## Exercise instructions
Would you retype the records below exactly as they appear?

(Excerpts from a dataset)
▬▬▬
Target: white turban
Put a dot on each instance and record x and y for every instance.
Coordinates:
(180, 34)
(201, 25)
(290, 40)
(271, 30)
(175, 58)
▬▬▬
## Answer space
Target: white turban
Put a dot on each instance and record x and y for every instance.
Coordinates:
(180, 34)
(201, 25)
(290, 40)
(271, 30)
(175, 58)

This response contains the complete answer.